## Reading text
Labour Court Database __________________________________________________________________________________ File Number: CD956 Case Number: LCR14684 Section / Act: S26(1) Parties: IRISH CEMENT LIMITED - and - IRISH CEMENT UNION GROUP |
Claim for additional payments resulting from the amortisation of costs in "Pot".
Recommendation:
The Court has in several recommendations in the recent past
expressed a view that the parties should endeavour to negotiate a
buy-out of "Pot". Whilst still of this view, the Court must take
cognisance of the industrial relations reality pertaining to the
plant.
On this occasion the Union side produced documentation in support
of their claim that it was originally intended, that on review
after 5 years, additional savings achieved would be added to the
"Pot". This they suggest is new evidence which they believe would
have altered the Court's view as expressed in LCR13343.
The Court has examined carefully all the evidence submitted and in
particular the ICTU document REF No. 8305/1147. Much of the
information in this document formed part of the Union's prior
submission which resulted in LCR12206 of 9th January, 1989.
The Court has examined the claim for increasing the "Pot" and does
not find such a claim sustained. Accordingly, if agreement on
"buy-out" cannot be reached, payment of "Pot" at existing level
should continue.
The Court, as stated above, is still of the view that an effort
should be made by the parties to endeavour to negotiate an
acceptable buy-out of "Pot".
Division: Ms Owens Mr Pierce Mr Rorke
Text of Document__________________________________________________________________
CD956 RECOMMENDATION NO. LCR14684
INDUSTRIAL RELATIONS ACTS, 1946 TO 1990
SECTION 26(1), INDUSTRIAL RELATIONS ACT, 1990
PARTIES:
IRISH CEMENT LIMITED
AND
IRISH CEMENT UNION GROUP
SUBJECT:
1. Claim for additional payments resulting from the amortisation
of costs in "Pot".
BACKGROUND:
2. 1. In 1984, the Company launched a major rationalisation
scheme which reduced staffing levels at the Company's
plants at Drogheda, Limerick and Dublin. It was agreed
that the savings, after certain costs had been offset,
would be shared three ways, by customers, workers and
the Company. This arrangement became known as the "Pot"

## Problem details
According to the Labour Court recommendation, why should payment of "Pot" continue at its existing level if no agreement on a buy-out is reached? Rely only on the Labour Court recommendation above.

## Records of labeled points
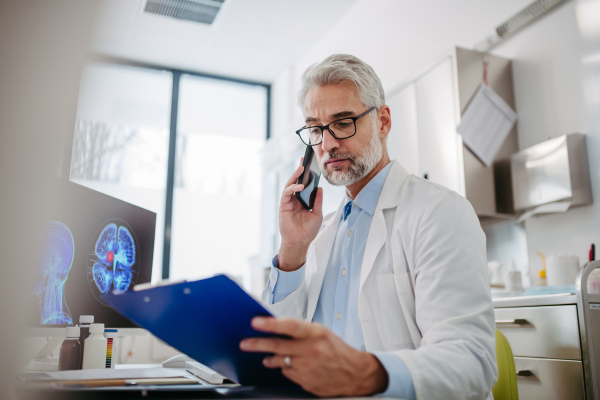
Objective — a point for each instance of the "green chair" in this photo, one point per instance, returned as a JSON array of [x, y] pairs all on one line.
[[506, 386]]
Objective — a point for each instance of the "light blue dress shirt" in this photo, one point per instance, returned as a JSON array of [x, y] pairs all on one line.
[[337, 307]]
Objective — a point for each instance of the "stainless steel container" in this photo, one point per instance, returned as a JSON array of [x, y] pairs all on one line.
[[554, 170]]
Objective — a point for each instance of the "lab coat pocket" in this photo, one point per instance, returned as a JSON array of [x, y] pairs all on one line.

---

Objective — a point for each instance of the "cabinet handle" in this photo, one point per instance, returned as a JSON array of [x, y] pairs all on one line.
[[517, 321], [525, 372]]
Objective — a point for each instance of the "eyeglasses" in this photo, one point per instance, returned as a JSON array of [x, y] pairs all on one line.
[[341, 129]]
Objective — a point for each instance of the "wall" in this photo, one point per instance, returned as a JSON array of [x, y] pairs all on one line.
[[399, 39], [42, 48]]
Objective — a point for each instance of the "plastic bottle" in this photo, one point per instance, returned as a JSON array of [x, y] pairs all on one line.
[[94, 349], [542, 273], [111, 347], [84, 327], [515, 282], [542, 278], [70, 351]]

## Solution for this task
The Court examined the claim for increasing the "Pot" and did not find it sustained. It therefore recommends that if agreement on a "buy-out" cannot be reached, payment of "Pot" should continue at the existing level.